*Excerto selecionado*

Assim, quando os pais oferecem um cão aos seus filhos desde o seu
nascimento, estão a promover o desenvolvimento de todo o seu potencial. Vários
estudos e pesquisas realizadas demonstraram que as crianças que habitualmente
interagem com animais, apresentam um maior desenvolvimento cognitivo e obtêm
maior pontuação em testes de QI, para além de melhorarem gradualmente a
leitura, benefícios advindos dos animais de companhia, que ao serem elementos
motivadores, promovem nelas o interesse e o prazer pelo conhecimento. Quando
uma criança convive amiúde com um cão, aprende a sua linguagem corporal,
habilidade fundamental para a empatia, porque induz à compreensão dos
sentimentos e reacções do animal, ensino facilitará depois à compreensão
doutros. Brincalhões por excelência, os cães apoiam o desenvolvimento e
crescimento das crianças, ajudando-as nas transições das suas diferentes etapas
sem sobressaltos, para além de serem o público perfeito para as suas
“criações”, porque são disponíveis e alimentam a sua curiosidade, imaginação e
fantasia.

*Dados extraídos*
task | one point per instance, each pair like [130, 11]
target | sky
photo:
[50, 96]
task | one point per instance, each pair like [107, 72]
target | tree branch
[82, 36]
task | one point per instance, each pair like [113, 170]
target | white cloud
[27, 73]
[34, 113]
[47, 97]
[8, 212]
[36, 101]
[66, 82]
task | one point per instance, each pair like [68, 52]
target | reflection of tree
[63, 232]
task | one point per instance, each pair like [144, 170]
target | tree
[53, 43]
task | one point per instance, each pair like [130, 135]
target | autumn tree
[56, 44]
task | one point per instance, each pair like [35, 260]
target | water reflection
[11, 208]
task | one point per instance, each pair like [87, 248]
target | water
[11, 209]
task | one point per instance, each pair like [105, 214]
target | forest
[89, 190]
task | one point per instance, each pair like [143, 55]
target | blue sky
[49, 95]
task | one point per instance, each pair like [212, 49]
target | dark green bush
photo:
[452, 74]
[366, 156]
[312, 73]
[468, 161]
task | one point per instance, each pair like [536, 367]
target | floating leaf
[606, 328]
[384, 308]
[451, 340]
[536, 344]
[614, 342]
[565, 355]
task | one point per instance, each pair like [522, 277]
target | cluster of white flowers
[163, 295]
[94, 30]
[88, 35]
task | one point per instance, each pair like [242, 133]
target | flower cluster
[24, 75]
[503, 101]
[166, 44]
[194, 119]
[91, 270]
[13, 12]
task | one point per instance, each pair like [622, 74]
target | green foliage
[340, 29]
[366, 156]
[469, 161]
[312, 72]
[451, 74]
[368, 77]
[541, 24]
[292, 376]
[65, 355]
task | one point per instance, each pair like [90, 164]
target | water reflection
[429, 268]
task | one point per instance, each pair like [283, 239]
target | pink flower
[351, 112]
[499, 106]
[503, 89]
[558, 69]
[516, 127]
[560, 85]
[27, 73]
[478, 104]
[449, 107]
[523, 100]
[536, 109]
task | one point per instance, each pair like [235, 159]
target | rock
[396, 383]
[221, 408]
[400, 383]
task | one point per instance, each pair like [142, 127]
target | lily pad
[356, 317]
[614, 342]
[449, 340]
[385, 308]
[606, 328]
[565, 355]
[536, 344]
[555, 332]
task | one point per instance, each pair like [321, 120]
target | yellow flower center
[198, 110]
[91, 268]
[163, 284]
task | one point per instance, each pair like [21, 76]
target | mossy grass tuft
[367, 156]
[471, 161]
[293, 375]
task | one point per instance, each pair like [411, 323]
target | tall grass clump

*Tarefas a realizar*
A) Segundo o excerto, o que aprende uma criança que convive amiúde com um cão?
B) Indique se cada afirmação concorda com o excerto, citando as palavras que o decidem: (i) As crianças que interagem habitualmente com animais obtêm maior pontuação em testes de QI. (ii) Os cães dificultam as transições das crianças entre as suas diferentes etapas. (iii) Os cães alimentam a curiosidade das crianças.

*Respostas*
A) Aprende a linguagem corporal do cão, uma habilidade fundamental para a empatia.

B)
(i) Sim: “obtêm maior pontuação em testes de QI”.
(ii) Não: “ajudando-as nas transições das suas diferentes etapas sem sobressaltos”.
(iii) Sim: “alimentam a sua curiosidade, imaginação e fantasia”.